*DATA EXTRACT*:
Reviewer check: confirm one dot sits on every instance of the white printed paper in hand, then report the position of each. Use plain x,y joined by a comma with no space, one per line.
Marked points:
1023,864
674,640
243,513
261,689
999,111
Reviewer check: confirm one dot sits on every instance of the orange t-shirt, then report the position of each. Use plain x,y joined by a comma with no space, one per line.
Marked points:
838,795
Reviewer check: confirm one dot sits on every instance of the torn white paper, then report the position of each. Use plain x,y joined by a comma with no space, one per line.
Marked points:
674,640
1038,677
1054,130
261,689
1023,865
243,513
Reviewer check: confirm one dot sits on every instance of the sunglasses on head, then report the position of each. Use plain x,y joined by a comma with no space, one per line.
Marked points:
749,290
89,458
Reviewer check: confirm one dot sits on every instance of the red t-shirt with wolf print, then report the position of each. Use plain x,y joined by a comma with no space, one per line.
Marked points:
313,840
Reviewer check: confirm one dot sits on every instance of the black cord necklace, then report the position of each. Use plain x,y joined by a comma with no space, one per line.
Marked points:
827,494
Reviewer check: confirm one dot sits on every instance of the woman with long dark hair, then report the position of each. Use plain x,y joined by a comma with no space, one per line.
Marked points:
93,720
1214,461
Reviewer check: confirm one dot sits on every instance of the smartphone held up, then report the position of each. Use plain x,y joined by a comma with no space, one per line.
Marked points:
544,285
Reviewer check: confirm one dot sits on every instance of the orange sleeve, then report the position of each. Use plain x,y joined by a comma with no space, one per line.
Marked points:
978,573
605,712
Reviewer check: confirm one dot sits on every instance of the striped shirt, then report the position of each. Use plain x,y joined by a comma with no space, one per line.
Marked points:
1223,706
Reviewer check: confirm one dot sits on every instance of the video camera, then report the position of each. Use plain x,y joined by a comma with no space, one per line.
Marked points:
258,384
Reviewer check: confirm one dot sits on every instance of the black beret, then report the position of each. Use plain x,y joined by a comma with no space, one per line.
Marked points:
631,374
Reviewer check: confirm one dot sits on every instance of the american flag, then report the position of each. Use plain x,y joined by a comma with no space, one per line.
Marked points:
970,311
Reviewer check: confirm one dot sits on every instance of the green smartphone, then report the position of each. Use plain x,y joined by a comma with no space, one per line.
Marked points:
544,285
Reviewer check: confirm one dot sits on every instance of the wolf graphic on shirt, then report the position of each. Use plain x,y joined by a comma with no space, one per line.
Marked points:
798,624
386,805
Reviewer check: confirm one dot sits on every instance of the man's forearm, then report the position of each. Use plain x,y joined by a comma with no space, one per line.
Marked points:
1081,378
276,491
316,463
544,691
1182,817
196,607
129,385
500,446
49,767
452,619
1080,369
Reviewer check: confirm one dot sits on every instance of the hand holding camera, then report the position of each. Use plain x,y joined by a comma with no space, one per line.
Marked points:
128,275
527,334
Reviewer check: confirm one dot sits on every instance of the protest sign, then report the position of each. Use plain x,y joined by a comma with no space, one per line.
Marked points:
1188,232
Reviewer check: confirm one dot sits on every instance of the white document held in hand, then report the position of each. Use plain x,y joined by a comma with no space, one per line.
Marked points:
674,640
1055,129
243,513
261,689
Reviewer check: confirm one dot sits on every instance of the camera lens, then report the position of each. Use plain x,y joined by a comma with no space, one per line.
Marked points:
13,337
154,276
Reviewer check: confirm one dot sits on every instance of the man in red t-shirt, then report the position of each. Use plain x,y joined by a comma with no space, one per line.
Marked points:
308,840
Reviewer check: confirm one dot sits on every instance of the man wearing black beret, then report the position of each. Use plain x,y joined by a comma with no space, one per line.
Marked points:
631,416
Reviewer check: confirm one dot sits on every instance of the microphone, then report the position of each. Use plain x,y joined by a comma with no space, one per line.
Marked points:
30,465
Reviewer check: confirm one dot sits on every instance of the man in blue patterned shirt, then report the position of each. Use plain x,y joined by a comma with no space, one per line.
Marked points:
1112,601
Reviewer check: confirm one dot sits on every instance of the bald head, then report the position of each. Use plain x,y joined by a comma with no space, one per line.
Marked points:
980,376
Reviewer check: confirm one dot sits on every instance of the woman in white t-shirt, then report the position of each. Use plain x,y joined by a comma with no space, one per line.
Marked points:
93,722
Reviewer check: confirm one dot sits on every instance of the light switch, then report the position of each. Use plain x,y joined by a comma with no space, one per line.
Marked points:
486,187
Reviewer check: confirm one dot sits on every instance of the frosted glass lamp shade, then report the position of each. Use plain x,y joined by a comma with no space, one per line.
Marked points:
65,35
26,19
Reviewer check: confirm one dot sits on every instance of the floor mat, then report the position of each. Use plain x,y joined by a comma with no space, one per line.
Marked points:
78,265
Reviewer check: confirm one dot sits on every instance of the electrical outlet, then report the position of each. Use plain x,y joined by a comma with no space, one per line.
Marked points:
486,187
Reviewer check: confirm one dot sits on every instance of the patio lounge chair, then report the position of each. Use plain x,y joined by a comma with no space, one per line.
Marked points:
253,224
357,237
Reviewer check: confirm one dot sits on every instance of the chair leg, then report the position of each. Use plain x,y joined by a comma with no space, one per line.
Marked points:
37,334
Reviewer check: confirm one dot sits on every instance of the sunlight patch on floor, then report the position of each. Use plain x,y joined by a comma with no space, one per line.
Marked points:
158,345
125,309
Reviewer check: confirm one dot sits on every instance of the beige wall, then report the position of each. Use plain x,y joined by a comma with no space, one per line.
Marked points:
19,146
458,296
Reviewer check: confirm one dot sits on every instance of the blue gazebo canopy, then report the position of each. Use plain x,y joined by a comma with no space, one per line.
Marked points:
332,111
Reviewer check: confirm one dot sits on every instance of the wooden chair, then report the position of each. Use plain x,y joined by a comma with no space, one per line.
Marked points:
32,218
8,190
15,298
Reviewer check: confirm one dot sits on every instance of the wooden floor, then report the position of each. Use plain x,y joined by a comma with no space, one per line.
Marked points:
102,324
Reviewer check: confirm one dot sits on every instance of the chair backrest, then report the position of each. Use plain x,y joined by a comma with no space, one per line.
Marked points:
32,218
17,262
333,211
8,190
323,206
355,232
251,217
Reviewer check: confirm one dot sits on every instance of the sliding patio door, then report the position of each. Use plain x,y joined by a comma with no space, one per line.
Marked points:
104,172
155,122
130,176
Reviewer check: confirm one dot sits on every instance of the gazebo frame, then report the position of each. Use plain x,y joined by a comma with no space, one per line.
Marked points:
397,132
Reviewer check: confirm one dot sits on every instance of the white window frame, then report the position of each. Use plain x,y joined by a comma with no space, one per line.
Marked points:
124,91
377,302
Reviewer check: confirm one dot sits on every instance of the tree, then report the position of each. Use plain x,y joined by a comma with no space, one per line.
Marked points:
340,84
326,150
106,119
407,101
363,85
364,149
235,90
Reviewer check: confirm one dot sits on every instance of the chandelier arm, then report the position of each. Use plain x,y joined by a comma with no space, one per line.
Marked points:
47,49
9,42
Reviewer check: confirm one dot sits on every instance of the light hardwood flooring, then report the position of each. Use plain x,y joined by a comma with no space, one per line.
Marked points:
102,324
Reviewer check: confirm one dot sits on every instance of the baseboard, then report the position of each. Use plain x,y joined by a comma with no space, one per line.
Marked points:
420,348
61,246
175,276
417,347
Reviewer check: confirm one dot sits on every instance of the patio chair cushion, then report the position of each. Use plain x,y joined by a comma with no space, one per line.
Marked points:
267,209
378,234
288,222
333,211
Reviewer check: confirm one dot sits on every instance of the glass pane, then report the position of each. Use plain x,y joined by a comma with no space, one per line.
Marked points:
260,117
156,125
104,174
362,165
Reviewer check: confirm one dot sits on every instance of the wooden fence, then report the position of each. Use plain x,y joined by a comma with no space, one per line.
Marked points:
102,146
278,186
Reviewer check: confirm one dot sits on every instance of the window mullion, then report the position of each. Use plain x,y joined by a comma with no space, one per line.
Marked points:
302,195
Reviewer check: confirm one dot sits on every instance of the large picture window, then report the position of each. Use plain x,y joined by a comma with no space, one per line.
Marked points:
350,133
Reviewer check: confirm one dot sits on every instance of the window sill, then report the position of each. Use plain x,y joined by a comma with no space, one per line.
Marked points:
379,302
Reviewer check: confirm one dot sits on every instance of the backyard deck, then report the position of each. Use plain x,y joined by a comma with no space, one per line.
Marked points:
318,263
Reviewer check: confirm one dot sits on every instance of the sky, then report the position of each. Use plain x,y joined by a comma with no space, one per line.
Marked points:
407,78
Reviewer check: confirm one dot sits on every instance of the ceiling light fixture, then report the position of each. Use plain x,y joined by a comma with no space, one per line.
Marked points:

*TRY IT*: Look above for the line containing "the sky, then". From there to the final line of the entries, repeat every line exactly.

*SOLUTION TO THE PROBLEM*:
Reviewer check: confirm one dot sits on every instance of the sky, then report the position of each. Use plain x,y joined by a comma with no space, one per line.
Marked points:
407,78
Reviewer check: confirm one dot sits on every instance of the ceiling light fixture, then report the position of each. Use plain x,y joined by a comma with no space, one per line.
Marked points:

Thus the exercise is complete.